- **EXERCISE OBJECTIVE**
Reproduce the entries that follow, exactly and in full.

- **LISTED RECORDS**
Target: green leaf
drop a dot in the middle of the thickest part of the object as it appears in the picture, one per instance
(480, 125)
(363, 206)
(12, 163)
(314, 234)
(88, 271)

- **RESPONSE TO THE TASK**
Target: green leaf
drop a dot in the middle of the thickest part of the object as it appears in the picture, one per instance
(480, 125)
(363, 206)
(12, 163)
(314, 234)
(88, 271)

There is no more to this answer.